▶ REQUIREMENTS
Copy exactly, and only, the lines from the line containing "For this evaluation, spot every instance of the cat in" through the last line of the records below, both included.

>> BEGIN STORED ROWS

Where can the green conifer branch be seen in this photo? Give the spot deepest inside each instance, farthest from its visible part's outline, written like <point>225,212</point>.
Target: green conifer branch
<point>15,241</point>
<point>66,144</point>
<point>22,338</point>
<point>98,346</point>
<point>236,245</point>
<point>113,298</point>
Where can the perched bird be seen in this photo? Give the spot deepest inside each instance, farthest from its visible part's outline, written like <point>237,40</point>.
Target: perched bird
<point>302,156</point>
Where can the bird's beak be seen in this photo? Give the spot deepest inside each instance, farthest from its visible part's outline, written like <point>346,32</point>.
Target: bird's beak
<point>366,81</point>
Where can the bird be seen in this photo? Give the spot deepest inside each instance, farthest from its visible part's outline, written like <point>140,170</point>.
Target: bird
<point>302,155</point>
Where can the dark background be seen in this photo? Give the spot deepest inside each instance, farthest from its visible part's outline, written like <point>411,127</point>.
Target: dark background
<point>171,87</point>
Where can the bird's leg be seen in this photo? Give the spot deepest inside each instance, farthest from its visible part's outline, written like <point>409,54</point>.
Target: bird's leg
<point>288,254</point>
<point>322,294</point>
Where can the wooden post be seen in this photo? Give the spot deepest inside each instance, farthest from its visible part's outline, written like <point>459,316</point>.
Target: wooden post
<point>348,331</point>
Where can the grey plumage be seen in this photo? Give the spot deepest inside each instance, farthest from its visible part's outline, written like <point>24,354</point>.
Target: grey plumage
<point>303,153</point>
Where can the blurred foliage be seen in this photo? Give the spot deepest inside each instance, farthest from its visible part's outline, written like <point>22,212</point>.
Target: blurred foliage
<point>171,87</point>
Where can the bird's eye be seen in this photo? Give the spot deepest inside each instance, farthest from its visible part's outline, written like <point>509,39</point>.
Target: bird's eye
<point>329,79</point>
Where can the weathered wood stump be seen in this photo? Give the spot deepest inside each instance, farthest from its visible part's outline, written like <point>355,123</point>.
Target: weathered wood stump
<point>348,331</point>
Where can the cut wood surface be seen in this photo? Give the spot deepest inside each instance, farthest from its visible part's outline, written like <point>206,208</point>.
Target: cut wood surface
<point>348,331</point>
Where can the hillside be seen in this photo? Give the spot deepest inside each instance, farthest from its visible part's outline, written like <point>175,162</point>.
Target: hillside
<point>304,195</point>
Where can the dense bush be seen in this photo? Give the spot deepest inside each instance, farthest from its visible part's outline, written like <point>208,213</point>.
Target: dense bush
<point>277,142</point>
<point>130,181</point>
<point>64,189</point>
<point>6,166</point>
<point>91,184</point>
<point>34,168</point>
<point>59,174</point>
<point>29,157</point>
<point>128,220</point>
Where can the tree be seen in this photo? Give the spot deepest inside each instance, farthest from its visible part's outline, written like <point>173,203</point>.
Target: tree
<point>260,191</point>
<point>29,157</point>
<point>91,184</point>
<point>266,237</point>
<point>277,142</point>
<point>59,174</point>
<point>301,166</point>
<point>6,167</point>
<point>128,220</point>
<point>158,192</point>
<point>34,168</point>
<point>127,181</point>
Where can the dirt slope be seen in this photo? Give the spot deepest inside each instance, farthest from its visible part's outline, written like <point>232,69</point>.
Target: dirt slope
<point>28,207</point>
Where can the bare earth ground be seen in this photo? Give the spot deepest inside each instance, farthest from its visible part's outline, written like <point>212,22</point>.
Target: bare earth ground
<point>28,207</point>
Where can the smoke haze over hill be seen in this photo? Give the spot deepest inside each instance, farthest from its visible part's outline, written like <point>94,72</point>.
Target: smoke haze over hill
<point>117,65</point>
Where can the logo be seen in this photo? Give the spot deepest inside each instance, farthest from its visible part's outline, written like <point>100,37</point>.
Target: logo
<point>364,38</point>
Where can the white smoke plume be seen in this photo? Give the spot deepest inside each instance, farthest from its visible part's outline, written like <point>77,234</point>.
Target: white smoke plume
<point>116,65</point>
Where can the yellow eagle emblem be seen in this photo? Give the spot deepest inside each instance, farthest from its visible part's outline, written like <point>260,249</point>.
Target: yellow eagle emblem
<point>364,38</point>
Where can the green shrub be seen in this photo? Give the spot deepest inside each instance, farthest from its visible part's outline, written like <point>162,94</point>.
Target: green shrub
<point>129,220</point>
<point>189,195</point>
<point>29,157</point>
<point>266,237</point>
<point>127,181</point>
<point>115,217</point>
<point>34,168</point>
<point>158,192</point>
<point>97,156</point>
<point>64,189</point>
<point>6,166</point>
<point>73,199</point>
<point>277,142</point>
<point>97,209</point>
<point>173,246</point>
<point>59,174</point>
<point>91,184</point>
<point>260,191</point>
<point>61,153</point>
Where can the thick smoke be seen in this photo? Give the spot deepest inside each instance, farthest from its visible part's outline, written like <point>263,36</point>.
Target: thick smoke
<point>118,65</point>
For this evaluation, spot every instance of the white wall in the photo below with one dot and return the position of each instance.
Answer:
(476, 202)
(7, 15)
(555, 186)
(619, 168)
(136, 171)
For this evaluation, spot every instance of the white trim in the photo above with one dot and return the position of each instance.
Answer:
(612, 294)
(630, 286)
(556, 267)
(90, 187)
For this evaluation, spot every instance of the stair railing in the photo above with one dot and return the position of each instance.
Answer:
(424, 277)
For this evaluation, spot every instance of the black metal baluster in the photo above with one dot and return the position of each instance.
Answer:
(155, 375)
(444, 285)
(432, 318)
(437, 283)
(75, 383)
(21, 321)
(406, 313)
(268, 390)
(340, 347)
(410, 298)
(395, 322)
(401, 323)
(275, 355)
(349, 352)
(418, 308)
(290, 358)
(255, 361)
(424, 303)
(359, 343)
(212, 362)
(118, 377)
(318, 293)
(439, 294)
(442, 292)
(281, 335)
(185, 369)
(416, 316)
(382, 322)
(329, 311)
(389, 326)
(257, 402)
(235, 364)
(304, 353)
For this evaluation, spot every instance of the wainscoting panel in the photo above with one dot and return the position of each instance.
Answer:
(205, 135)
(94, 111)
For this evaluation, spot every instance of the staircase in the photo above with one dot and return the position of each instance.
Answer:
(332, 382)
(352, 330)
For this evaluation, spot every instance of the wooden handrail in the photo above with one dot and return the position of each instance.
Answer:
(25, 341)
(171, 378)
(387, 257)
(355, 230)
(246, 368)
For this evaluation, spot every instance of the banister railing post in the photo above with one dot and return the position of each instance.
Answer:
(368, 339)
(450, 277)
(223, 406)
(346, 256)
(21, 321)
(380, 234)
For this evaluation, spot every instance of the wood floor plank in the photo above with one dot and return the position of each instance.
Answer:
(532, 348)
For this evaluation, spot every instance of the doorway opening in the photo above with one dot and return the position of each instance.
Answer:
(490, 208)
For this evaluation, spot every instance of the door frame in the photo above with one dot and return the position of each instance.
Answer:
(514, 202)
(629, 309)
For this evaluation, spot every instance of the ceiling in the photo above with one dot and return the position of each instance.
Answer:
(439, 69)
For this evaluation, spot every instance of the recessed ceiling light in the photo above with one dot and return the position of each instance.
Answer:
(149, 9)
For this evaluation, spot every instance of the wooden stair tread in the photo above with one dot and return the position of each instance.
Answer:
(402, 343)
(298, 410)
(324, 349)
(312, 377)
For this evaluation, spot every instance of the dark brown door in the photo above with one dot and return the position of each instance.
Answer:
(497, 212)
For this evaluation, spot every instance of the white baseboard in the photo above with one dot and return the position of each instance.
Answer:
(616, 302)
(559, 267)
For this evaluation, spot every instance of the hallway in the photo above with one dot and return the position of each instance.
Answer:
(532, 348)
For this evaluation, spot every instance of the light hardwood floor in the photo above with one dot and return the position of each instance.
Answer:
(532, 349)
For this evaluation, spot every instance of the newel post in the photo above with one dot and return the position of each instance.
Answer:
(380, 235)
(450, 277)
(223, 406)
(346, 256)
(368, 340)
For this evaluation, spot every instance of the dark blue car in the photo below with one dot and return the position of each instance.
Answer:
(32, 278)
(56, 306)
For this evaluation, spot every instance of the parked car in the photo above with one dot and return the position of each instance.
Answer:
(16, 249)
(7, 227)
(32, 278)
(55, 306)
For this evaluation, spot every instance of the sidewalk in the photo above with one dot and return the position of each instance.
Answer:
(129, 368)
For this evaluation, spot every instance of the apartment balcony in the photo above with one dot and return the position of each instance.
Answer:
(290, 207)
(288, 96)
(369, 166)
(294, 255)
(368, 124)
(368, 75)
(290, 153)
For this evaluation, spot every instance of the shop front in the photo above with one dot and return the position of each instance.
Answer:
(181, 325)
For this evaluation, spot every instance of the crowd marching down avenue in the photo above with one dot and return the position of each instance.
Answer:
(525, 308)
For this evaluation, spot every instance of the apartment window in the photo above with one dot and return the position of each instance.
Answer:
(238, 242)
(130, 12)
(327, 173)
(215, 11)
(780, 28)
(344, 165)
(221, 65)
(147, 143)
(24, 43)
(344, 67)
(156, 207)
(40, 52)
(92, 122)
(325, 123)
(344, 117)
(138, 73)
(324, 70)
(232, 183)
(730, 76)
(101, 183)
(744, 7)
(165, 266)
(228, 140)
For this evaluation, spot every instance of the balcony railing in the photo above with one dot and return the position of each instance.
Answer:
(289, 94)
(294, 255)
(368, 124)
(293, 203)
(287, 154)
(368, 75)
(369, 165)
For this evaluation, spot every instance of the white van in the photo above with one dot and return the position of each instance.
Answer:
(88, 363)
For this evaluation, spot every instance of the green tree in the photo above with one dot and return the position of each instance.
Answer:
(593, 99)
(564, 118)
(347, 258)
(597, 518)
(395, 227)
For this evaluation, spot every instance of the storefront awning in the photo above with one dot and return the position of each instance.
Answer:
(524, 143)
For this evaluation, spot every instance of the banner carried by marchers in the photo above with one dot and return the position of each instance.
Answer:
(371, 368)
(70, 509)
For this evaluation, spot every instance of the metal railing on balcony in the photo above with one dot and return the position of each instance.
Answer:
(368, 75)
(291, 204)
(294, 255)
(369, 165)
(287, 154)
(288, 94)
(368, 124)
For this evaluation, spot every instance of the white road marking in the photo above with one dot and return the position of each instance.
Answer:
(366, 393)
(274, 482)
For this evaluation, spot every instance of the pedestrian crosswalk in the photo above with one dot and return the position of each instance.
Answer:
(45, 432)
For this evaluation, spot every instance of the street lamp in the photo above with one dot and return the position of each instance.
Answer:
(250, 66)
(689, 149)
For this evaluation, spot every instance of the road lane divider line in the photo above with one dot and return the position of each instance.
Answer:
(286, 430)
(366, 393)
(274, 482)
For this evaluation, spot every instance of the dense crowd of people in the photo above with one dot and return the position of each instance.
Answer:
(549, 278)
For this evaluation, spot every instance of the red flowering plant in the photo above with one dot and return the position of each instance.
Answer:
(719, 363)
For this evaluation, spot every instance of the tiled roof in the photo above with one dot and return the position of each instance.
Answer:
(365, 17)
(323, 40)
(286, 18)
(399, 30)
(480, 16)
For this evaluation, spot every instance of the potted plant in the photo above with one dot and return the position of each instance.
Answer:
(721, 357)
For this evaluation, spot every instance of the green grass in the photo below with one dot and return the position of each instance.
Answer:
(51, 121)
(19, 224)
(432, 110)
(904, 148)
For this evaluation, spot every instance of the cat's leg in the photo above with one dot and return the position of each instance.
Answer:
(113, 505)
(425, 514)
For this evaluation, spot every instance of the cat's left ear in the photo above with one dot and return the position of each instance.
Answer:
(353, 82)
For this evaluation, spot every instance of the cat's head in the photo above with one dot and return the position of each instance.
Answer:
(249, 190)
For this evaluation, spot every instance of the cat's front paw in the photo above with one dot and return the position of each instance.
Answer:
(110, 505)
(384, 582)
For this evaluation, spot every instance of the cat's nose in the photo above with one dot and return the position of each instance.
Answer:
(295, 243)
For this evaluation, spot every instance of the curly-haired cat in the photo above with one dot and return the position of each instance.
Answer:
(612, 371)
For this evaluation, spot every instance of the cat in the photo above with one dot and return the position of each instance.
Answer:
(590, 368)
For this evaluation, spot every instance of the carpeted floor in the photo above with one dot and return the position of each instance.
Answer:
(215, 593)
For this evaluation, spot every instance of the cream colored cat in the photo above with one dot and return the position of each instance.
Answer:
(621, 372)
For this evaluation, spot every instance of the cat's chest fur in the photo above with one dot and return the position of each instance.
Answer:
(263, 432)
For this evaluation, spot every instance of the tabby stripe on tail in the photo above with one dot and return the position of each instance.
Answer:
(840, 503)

>> END STORED ROWS

▶ COMPLETED TASK
For this evaluation, spot every instance of the cat in the photo above with one dot and return the position of each instance.
Answer:
(590, 368)
For this evaluation, spot every instance of the carpeted floor in the photo above with one dot and return the position of each instance.
Answer:
(215, 593)
For this evaluation, spot every instance of the cream colored cat in the photo above with one dot and return the position of each instance.
Answer:
(621, 372)
For this evaluation, spot every instance of the cat's chest fur in the photo above with one dot and return the position of each instance.
Answer:
(263, 432)
For this evaluation, spot every instance of the tabby stripe on tail in the photo above with one dot and return the position of each instance.
Answer:
(840, 503)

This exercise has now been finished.